╔══
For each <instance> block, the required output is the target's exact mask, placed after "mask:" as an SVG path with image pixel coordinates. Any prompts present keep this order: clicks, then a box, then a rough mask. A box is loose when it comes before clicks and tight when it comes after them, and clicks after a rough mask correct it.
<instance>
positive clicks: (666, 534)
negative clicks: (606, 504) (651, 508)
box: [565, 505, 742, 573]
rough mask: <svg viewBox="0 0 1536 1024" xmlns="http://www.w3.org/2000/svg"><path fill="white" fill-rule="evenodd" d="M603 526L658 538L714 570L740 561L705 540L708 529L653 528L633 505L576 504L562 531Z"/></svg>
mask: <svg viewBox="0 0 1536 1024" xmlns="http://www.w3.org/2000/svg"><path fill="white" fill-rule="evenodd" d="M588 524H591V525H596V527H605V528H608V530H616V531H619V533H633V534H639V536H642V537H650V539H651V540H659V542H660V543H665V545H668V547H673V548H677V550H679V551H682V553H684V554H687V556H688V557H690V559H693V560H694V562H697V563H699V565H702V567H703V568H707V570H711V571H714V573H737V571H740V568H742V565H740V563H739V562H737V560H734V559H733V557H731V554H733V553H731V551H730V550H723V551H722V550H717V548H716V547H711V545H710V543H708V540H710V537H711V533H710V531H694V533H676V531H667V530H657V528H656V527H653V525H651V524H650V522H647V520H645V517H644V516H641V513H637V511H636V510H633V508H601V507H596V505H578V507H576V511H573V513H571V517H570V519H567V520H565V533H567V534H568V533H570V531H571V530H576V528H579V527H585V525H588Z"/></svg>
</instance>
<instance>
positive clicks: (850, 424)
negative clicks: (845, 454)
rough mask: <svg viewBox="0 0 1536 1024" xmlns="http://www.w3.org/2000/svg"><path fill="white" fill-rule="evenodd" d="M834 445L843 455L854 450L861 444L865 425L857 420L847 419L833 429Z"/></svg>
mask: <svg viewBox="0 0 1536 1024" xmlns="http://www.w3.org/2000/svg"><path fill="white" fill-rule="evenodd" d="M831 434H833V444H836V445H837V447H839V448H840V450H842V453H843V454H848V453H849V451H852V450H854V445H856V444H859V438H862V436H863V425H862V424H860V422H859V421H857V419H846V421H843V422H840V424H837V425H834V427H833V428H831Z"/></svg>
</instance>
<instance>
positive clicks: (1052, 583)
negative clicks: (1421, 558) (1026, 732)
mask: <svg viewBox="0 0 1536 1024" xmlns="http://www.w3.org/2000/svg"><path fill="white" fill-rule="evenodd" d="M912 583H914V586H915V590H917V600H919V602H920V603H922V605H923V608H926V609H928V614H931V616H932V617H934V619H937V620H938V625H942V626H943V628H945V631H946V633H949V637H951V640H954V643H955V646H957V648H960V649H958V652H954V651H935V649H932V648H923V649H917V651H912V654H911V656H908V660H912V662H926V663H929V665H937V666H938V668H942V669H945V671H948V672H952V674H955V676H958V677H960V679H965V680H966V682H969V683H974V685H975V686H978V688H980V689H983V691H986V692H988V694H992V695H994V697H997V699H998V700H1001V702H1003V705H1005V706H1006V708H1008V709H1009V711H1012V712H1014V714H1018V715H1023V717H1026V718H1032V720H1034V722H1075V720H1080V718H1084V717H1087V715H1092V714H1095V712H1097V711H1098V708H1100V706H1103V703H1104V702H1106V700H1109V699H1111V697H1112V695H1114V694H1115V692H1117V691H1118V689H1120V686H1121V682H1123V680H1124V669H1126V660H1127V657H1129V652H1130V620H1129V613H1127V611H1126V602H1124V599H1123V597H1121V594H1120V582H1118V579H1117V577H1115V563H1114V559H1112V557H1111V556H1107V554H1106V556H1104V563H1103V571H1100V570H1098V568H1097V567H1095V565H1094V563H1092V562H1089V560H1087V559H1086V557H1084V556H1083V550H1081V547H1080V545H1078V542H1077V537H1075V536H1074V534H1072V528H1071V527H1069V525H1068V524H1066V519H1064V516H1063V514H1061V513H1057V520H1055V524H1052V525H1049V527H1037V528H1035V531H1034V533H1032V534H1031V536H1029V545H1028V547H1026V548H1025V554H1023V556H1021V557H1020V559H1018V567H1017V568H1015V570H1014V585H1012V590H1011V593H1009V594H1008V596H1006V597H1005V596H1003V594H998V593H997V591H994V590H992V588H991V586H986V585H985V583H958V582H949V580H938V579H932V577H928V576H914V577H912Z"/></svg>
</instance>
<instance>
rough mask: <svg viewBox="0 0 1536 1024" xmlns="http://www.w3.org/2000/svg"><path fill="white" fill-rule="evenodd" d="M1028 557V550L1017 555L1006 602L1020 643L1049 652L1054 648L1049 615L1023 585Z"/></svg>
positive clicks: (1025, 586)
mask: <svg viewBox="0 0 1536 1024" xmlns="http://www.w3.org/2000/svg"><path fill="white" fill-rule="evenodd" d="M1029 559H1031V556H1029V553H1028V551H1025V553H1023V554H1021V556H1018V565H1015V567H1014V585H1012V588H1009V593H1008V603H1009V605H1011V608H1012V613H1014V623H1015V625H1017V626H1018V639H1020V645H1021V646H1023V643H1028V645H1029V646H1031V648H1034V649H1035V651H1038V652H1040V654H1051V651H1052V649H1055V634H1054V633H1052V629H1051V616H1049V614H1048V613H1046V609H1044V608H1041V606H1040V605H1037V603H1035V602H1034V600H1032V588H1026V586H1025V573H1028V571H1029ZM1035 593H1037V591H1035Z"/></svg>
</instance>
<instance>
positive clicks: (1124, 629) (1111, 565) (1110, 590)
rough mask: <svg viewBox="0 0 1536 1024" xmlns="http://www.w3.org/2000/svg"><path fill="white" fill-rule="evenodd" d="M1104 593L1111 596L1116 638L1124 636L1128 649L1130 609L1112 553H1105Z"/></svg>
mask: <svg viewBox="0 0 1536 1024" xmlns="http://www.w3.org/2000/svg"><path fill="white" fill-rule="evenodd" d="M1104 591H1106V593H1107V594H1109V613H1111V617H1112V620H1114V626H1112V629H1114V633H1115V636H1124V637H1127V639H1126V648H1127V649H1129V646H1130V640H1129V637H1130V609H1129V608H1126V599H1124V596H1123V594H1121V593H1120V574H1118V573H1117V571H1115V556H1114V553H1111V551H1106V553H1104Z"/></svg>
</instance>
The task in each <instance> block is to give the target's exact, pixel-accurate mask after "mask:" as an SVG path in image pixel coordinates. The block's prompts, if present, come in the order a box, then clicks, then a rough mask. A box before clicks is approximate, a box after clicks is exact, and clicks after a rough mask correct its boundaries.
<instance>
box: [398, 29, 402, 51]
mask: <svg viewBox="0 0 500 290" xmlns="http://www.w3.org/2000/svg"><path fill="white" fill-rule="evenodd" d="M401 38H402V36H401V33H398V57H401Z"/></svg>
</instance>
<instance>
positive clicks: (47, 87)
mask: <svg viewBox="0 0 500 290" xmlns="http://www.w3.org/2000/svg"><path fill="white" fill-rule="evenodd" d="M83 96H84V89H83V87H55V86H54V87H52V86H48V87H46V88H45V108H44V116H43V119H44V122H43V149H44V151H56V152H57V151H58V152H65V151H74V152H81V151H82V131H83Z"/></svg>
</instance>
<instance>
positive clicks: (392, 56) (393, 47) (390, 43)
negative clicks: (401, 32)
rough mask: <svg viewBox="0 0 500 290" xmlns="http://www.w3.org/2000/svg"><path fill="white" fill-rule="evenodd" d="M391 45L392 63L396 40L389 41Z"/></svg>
╚══
• Problem details:
Provide a faithful, complete copy of the entries above.

• Task response:
For each <instance> block, the required output is the target's exact mask, placed after "mask:" as an SVG path with image pixel coordinates. Any prompts present keep this order: clicks, then a box, then a rough mask. A box is loose when it comes before clicks and tight when it comes after them, and clicks after a rough mask correct it.
<instance>
positive clicks: (666, 534)
negative clicks: (606, 504) (651, 508)
box: [565, 505, 742, 573]
rough mask: <svg viewBox="0 0 1536 1024" xmlns="http://www.w3.org/2000/svg"><path fill="white" fill-rule="evenodd" d="M603 526L658 538L714 570L740 561L705 540L708 529L653 528L633 505L576 504L562 531Z"/></svg>
mask: <svg viewBox="0 0 1536 1024" xmlns="http://www.w3.org/2000/svg"><path fill="white" fill-rule="evenodd" d="M588 524H591V525H596V527H605V528H608V530H616V531H619V533H633V534H639V536H642V537H650V539H651V540H659V542H660V543H665V545H668V547H673V548H677V550H679V551H682V553H684V554H687V556H688V557H690V559H693V560H694V562H697V563H699V565H702V567H703V568H707V570H711V571H714V573H737V571H740V568H742V565H740V563H739V562H737V560H734V559H733V557H731V554H733V553H731V551H730V550H723V551H722V550H717V548H716V547H711V545H710V543H708V540H710V537H711V533H710V531H694V533H676V531H667V530H657V528H656V527H653V525H651V524H650V522H647V520H645V517H644V516H641V513H637V511H636V510H633V508H601V507H596V505H578V507H576V511H573V513H571V517H570V519H567V520H565V533H567V534H568V533H570V531H571V530H576V528H579V527H585V525H588Z"/></svg>
</instance>
<instance>
positive clicks: (850, 424)
negative clicks: (845, 454)
rough mask: <svg viewBox="0 0 1536 1024" xmlns="http://www.w3.org/2000/svg"><path fill="white" fill-rule="evenodd" d="M834 445L843 455L854 450L861 444L865 425L857 420L847 419L833 429Z"/></svg>
mask: <svg viewBox="0 0 1536 1024" xmlns="http://www.w3.org/2000/svg"><path fill="white" fill-rule="evenodd" d="M831 434H833V444H836V445H837V447H839V448H840V450H842V453H843V454H848V453H849V451H852V450H854V445H856V444H859V438H862V436H863V425H862V424H860V422H859V421H857V419H846V421H843V422H840V424H837V425H834V427H833V428H831Z"/></svg>
</instance>
<instance>
positive clicks: (1052, 583)
negative clicks: (1421, 558) (1026, 732)
mask: <svg viewBox="0 0 1536 1024" xmlns="http://www.w3.org/2000/svg"><path fill="white" fill-rule="evenodd" d="M912 583H914V586H915V590H917V600H919V602H920V603H922V605H923V608H926V609H928V614H931V616H932V617H934V619H937V620H938V625H942V626H943V628H945V631H946V633H949V637H951V640H954V643H955V646H957V648H960V649H958V652H954V651H935V649H932V648H923V649H917V651H912V654H911V656H908V660H912V662H926V663H929V665H937V666H938V668H942V669H945V671H948V672H952V674H955V676H958V677H960V679H965V680H966V682H969V683H974V685H975V686H978V688H980V689H983V691H986V692H988V694H992V695H994V697H997V699H998V700H1001V702H1003V705H1005V706H1006V708H1008V709H1009V711H1012V712H1014V714H1018V715H1023V717H1026V718H1032V720H1034V722H1075V720H1080V718H1084V717H1087V715H1092V714H1095V712H1097V711H1098V708H1100V706H1103V703H1104V702H1106V700H1109V699H1111V697H1112V695H1114V694H1115V692H1117V691H1118V689H1120V686H1121V682H1123V680H1124V669H1126V660H1127V657H1129V652H1130V620H1129V613H1127V611H1126V602H1124V599H1123V597H1121V594H1120V582H1118V579H1117V577H1115V563H1114V559H1112V557H1111V556H1107V554H1106V556H1104V563H1103V571H1100V570H1098V568H1097V567H1095V565H1094V563H1092V562H1089V560H1087V559H1086V557H1084V556H1083V550H1081V547H1080V545H1078V542H1077V537H1075V536H1074V534H1072V528H1071V527H1069V525H1068V524H1066V519H1064V516H1063V514H1061V513H1057V520H1055V524H1052V525H1049V527H1037V528H1035V531H1034V533H1032V534H1031V536H1029V545H1028V547H1026V548H1025V554H1023V556H1021V557H1020V559H1018V567H1017V568H1015V570H1014V585H1012V590H1011V593H1009V594H1008V596H1006V597H1005V596H1003V594H998V593H997V591H994V590H992V588H991V586H986V585H985V583H958V582H949V580H938V579H932V577H928V576H914V577H912Z"/></svg>
</instance>
<instance>
rough mask: <svg viewBox="0 0 1536 1024" xmlns="http://www.w3.org/2000/svg"><path fill="white" fill-rule="evenodd" d="M1028 557V550L1017 555L1006 602L1020 643L1049 652L1054 648L1049 615L1023 585Z"/></svg>
positive clicks: (1025, 586)
mask: <svg viewBox="0 0 1536 1024" xmlns="http://www.w3.org/2000/svg"><path fill="white" fill-rule="evenodd" d="M1029 559H1031V556H1029V553H1028V551H1025V553H1023V554H1021V556H1018V565H1015V567H1014V585H1012V588H1009V593H1008V603H1009V605H1011V608H1012V613H1014V623H1015V625H1017V626H1018V639H1020V645H1021V646H1023V643H1028V645H1029V646H1031V648H1034V649H1035V651H1038V652H1040V654H1051V651H1052V649H1055V634H1054V633H1052V629H1051V616H1049V614H1048V613H1046V609H1044V608H1041V606H1040V605H1037V603H1035V602H1034V600H1032V588H1026V586H1025V573H1028V571H1029ZM1035 593H1037V591H1035Z"/></svg>
</instance>
<instance>
positive clicks: (1124, 629) (1111, 565) (1110, 590)
rough mask: <svg viewBox="0 0 1536 1024" xmlns="http://www.w3.org/2000/svg"><path fill="white" fill-rule="evenodd" d="M1104 593L1111 596L1116 638L1124 636L1128 649L1130 609L1112 553H1105Z"/></svg>
mask: <svg viewBox="0 0 1536 1024" xmlns="http://www.w3.org/2000/svg"><path fill="white" fill-rule="evenodd" d="M1104 591H1106V593H1107V594H1109V613H1111V617H1112V620H1114V626H1112V629H1114V633H1115V636H1124V637H1127V639H1126V648H1127V649H1129V646H1130V640H1129V637H1130V609H1129V608H1126V599H1124V596H1123V594H1121V593H1120V574H1118V573H1117V571H1115V556H1114V553H1111V551H1106V553H1104Z"/></svg>
</instance>
The task in each <instance> block is to give the target's exact, pixel-accurate mask after "mask:" as an SVG path in image pixel coordinates. The block's prompts, if present, come in the order a box, then clicks, then a rough mask. A box before clicks is approximate, a box after clicks is exact, and clicks after a rough mask correct its boundaries.
<instance>
box: [398, 29, 402, 51]
mask: <svg viewBox="0 0 500 290" xmlns="http://www.w3.org/2000/svg"><path fill="white" fill-rule="evenodd" d="M401 38H402V36H401V33H398V57H401Z"/></svg>
</instance>
<instance>
positive clicks: (47, 87)
mask: <svg viewBox="0 0 500 290" xmlns="http://www.w3.org/2000/svg"><path fill="white" fill-rule="evenodd" d="M83 96H84V89H83V87H55V86H54V87H52V86H48V87H46V88H45V108H44V116H43V119H44V122H43V149H44V151H56V152H57V151H58V152H65V151H74V152H81V151H82V131H83Z"/></svg>
</instance>
<instance>
positive clicks: (392, 56) (393, 47) (390, 43)
negative clicks: (401, 32)
rough mask: <svg viewBox="0 0 500 290" xmlns="http://www.w3.org/2000/svg"><path fill="white" fill-rule="evenodd" d="M391 45L392 63L396 40L389 41Z"/></svg>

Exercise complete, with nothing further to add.